__Énoncé de la tâche__.
D'après le texte sur le contentieux de la mine de Tambao, que la décision impose-t-elle aux sociétés de M. Timis de rembourser au Burkina ?

__Texte source__.
======

C’est difficile de le dire parce que je sais que les dommages et intérêts qui sont en train d’être payés à la première société, sont de l’ordre 8 milliards de F CFA. Je n’ai pas en tête tout ce qui a été payé depuis les multiples attributions, retraits et réattribution de la mine de Tambao. Ce que je sais et qui me paraît être le plus important et qu’il faut retenir, c’est qu’au moins, aujourd’hui, le Burkina sort de sa relation avec Pan Africain sans laisser de plumes. Non seulement le Burkina ne paie aucune condamnation, mais aussi et surtout, la décision condamne les sociétés de M. Timis à lui rembourser les frais d’arbitrage ainsi que 50 % des autres dépenses faites par le Burkina dans le cadre de ce contentieux. C’est sur cela que nous avons travaillé et c’est ce qu’il faut retenir. Dans l’histoire de ce dossier, il y a eu tellement de choses que pour nous, la priorité était de sortir le Burkina d’une relation dont il ne pouvait rien attendre de bon. Ce qui fut fait.

======

__Jeu de données__.
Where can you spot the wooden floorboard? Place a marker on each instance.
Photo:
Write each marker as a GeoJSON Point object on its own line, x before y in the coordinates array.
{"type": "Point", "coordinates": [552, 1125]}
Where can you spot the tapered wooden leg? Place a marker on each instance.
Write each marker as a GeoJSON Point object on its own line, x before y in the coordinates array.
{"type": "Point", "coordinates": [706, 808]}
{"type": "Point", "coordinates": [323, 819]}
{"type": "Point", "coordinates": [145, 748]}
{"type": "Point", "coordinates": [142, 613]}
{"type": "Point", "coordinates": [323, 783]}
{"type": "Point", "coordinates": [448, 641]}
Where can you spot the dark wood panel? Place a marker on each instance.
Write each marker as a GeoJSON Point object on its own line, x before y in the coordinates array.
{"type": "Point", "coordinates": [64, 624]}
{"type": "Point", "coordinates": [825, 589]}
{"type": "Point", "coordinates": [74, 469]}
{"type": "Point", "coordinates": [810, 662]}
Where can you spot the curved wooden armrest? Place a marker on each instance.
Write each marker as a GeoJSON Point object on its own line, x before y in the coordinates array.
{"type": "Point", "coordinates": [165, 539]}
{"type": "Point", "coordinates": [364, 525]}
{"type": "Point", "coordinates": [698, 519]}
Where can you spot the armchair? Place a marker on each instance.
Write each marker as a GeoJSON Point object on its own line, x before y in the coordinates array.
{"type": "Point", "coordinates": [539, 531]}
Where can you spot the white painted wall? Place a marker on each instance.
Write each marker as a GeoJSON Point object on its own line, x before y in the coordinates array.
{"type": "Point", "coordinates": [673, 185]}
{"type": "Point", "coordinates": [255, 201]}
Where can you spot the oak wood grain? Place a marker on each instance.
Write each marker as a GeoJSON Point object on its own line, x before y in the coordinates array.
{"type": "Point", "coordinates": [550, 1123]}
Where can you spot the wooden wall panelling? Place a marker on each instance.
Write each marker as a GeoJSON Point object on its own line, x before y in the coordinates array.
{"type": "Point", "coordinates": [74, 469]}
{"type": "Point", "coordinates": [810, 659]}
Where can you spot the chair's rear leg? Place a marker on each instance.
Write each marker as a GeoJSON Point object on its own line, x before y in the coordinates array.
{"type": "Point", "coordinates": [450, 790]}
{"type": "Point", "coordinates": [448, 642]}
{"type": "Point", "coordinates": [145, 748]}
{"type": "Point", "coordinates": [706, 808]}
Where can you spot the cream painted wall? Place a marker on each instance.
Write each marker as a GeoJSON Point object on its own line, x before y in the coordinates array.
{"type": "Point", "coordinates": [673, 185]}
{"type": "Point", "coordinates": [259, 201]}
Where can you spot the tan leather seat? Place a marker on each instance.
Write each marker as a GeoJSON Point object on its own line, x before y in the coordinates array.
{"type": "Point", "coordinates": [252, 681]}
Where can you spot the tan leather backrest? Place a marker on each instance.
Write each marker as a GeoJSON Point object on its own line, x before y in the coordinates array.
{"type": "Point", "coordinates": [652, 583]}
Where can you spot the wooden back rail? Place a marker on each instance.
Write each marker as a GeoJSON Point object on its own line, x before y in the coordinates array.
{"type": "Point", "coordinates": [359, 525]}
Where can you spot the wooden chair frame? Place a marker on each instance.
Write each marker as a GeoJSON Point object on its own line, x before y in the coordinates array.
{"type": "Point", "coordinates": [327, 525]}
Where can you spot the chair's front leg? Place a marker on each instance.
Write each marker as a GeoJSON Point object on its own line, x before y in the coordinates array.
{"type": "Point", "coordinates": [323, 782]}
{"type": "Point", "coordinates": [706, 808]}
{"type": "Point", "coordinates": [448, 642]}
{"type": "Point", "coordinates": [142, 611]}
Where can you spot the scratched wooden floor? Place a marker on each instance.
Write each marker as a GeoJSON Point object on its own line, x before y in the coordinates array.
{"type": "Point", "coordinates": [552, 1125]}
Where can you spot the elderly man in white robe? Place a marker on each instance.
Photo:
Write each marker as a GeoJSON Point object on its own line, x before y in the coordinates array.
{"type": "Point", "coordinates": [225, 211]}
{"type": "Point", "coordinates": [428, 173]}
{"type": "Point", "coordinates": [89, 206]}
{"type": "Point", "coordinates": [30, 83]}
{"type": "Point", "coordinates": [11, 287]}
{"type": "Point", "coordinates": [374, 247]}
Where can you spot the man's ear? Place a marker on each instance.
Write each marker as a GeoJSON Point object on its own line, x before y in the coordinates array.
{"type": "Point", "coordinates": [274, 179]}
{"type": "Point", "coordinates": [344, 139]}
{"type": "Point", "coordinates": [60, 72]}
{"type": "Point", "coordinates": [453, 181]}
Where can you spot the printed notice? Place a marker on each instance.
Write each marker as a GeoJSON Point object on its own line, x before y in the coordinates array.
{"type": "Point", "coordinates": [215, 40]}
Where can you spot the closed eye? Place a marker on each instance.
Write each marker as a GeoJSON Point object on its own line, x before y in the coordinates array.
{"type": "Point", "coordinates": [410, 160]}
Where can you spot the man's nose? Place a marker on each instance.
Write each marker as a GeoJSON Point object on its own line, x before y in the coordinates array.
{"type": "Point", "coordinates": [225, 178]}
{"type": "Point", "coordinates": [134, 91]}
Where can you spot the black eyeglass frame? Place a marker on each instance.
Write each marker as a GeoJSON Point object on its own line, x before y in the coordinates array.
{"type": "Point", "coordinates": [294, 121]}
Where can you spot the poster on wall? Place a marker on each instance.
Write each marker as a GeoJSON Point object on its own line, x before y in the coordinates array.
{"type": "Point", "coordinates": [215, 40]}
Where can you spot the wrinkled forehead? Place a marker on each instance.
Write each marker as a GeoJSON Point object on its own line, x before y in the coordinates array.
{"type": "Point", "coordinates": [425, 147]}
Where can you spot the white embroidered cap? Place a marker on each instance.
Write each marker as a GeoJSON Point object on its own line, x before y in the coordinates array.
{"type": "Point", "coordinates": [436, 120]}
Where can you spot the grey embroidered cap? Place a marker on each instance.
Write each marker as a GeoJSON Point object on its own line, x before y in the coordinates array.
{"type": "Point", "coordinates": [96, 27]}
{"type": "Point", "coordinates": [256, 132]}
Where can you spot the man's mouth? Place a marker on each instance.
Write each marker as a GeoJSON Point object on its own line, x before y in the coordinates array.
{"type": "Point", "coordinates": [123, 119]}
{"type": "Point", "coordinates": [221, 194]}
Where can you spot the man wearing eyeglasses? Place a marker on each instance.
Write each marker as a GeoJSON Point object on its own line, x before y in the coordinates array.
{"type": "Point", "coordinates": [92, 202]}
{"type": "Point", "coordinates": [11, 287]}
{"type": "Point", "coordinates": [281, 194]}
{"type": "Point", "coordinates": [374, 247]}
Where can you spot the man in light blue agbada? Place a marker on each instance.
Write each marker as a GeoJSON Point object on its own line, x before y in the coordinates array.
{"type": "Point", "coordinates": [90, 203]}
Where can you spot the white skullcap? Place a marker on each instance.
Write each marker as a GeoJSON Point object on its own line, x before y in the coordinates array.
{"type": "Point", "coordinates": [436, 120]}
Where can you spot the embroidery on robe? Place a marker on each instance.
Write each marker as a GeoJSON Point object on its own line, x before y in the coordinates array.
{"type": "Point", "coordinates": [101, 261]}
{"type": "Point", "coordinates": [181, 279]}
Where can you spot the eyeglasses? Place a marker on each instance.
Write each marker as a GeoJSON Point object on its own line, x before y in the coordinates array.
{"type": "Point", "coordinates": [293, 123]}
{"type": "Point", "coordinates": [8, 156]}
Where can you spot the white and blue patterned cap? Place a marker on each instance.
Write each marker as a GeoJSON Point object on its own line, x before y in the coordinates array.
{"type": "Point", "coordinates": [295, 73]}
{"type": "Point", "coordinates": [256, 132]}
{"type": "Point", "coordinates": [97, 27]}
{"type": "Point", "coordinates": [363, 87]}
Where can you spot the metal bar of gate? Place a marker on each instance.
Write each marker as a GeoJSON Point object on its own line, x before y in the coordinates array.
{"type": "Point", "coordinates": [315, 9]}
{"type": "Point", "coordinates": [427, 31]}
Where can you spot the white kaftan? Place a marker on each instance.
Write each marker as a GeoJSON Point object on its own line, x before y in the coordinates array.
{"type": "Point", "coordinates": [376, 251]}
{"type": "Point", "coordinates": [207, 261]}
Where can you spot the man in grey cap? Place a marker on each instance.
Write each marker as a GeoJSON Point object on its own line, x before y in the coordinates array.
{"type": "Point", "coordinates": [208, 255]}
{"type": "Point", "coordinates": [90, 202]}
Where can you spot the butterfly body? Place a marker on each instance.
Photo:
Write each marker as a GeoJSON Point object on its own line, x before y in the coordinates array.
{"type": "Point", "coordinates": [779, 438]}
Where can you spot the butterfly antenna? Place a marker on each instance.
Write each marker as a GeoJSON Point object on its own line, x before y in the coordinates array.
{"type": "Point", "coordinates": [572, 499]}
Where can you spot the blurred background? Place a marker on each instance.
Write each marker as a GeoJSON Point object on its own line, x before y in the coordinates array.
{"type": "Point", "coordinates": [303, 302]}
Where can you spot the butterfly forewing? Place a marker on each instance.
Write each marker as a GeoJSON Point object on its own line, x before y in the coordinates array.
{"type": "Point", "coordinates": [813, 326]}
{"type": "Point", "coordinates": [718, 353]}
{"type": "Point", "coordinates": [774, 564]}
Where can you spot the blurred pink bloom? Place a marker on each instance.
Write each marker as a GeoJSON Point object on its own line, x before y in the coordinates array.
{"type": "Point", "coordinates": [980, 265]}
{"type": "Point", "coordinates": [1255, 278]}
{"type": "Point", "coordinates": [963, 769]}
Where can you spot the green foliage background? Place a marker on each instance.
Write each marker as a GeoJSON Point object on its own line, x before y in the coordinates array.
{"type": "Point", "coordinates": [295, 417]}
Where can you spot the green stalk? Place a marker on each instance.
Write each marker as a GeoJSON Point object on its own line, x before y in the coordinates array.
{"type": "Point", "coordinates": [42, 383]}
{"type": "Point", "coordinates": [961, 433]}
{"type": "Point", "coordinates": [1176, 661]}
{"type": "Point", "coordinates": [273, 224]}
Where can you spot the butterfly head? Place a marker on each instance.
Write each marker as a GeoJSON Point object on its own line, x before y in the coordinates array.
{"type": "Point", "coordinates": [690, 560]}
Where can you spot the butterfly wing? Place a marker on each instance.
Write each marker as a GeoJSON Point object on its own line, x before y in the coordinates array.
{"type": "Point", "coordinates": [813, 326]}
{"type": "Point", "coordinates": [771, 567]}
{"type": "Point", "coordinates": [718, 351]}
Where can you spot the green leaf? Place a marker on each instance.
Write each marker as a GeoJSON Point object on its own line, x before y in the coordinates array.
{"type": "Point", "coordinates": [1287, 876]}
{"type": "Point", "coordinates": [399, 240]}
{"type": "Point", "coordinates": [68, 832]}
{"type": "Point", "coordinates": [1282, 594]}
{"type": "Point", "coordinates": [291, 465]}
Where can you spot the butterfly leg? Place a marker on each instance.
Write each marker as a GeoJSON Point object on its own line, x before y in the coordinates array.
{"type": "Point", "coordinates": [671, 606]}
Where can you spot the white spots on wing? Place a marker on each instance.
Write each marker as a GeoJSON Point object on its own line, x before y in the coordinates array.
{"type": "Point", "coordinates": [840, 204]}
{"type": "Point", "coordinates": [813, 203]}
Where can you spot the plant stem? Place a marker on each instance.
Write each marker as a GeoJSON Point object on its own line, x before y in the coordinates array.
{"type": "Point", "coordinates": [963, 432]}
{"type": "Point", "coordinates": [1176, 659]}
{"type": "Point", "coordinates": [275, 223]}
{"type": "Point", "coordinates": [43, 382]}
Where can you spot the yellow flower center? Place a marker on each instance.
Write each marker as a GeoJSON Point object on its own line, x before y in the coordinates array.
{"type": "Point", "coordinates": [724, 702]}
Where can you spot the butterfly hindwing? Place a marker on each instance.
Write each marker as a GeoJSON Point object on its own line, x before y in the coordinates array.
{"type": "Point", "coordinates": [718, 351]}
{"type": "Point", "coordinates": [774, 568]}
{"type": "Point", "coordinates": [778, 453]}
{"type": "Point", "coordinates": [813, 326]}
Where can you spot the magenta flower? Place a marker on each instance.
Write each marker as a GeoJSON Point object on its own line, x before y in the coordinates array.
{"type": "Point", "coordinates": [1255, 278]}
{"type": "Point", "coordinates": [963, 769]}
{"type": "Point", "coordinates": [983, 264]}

======

__Corrigé de l'exercice__.
Elle les condamne à rembourser au Burkina les frais d'arbitrage ainsi que 50 % des autres dépenses engagées par le pays dans ce contentieux.